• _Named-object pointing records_
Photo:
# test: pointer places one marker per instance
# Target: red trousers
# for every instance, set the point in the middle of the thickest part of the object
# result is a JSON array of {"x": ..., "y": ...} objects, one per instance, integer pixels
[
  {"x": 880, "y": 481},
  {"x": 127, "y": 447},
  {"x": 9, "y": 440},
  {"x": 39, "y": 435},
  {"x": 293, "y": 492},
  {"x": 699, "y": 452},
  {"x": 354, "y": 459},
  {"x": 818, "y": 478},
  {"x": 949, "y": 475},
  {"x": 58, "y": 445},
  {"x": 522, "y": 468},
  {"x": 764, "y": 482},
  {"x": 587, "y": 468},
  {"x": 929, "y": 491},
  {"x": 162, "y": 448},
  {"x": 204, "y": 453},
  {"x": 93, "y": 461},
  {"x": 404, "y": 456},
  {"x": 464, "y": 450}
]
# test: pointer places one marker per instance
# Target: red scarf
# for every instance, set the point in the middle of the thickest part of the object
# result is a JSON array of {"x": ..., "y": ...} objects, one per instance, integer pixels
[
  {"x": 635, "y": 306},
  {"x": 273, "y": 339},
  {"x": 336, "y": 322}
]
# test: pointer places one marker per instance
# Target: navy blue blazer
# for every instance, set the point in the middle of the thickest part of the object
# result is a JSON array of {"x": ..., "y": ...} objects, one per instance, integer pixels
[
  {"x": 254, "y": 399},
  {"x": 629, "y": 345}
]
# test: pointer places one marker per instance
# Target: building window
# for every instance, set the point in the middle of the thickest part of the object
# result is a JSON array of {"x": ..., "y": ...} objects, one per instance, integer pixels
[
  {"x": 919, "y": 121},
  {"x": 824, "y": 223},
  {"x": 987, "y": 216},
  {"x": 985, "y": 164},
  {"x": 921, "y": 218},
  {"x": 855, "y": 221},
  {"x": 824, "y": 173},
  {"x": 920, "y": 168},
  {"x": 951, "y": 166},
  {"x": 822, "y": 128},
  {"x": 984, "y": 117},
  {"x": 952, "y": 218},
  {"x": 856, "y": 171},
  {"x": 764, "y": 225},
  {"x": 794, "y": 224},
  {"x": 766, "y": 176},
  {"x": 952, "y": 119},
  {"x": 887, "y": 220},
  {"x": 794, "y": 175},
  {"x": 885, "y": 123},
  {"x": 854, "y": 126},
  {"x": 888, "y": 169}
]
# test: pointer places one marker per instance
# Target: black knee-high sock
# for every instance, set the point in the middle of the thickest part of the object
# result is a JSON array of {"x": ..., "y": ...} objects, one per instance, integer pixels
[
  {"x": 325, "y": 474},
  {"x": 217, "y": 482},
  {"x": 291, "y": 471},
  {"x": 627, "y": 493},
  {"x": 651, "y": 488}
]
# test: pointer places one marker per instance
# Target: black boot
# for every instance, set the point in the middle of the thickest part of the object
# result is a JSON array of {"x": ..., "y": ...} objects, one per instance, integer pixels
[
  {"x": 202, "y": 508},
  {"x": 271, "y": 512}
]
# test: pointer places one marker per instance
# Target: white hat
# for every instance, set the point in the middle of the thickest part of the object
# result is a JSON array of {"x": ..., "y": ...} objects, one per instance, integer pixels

• _Challenge_
Set down all of the entries exactly, please.

• _Result of the exercise_
Photo:
# test: pointer places one marker per instance
# Target: red trousers
# for every instance, set the point in the middle of the thickest part of the object
# result is a JSON array of {"x": ..., "y": ...} objects, one per instance, integer pixels
[
  {"x": 880, "y": 481},
  {"x": 127, "y": 447},
  {"x": 9, "y": 440},
  {"x": 39, "y": 435},
  {"x": 293, "y": 492},
  {"x": 699, "y": 452},
  {"x": 354, "y": 459},
  {"x": 818, "y": 478},
  {"x": 949, "y": 475},
  {"x": 58, "y": 445},
  {"x": 522, "y": 468},
  {"x": 764, "y": 482},
  {"x": 587, "y": 468},
  {"x": 929, "y": 491},
  {"x": 162, "y": 448},
  {"x": 204, "y": 453},
  {"x": 93, "y": 461},
  {"x": 404, "y": 456},
  {"x": 464, "y": 450}
]
# test: pointer places one marker per instance
# Target: red scarf
# for every instance, set the point in the middle of the thickest part of the object
# result is a JSON array of {"x": ..., "y": ...} objects, one per instance, integer pixels
[
  {"x": 635, "y": 306},
  {"x": 273, "y": 339},
  {"x": 336, "y": 322}
]
# test: pointer places one marker per instance
# Target: navy blue blazer
# for every instance, set the point in the middle of the thickest part of the object
# result is a JSON array of {"x": ..., "y": ...} objects, one per instance, integer pixels
[
  {"x": 254, "y": 399},
  {"x": 629, "y": 345}
]
# test: pointer places one marker per instance
# Target: building window
# for every instance, set the point in the middle of the thickest part of the object
# result is a JSON array of {"x": ..., "y": ...} objects, one per instance, integer pixels
[
  {"x": 919, "y": 121},
  {"x": 824, "y": 223},
  {"x": 987, "y": 216},
  {"x": 985, "y": 164},
  {"x": 921, "y": 218},
  {"x": 855, "y": 221},
  {"x": 824, "y": 173},
  {"x": 920, "y": 168},
  {"x": 951, "y": 166},
  {"x": 822, "y": 128},
  {"x": 984, "y": 117},
  {"x": 952, "y": 218},
  {"x": 856, "y": 171},
  {"x": 764, "y": 225},
  {"x": 794, "y": 224},
  {"x": 766, "y": 176},
  {"x": 952, "y": 119},
  {"x": 887, "y": 220},
  {"x": 794, "y": 175},
  {"x": 885, "y": 123},
  {"x": 854, "y": 126},
  {"x": 888, "y": 169}
]
# test: pointer places one marker per instance
# Target: black knee-high sock
# for every instance, set the point in the middle of the thickest part of the object
# result is a JSON array of {"x": ..., "y": ...} objects, one per instance, integer pixels
[
  {"x": 325, "y": 474},
  {"x": 217, "y": 482},
  {"x": 291, "y": 471},
  {"x": 627, "y": 493},
  {"x": 651, "y": 488}
]
# test: pointer places one marker per instance
# Target: black boot
# for every instance, set the point in the middle of the thickest part of the object
# result is a JSON array of {"x": ..., "y": ...} objects, one per instance, integer pixels
[
  {"x": 202, "y": 508},
  {"x": 271, "y": 512}
]
# test: pointer places one marker per instance
# Target: white hat
# for every instance, set the point in the middle of the thickest part of the object
# result is a JSON array of {"x": ..., "y": ...} objects, one per instance, integer pixels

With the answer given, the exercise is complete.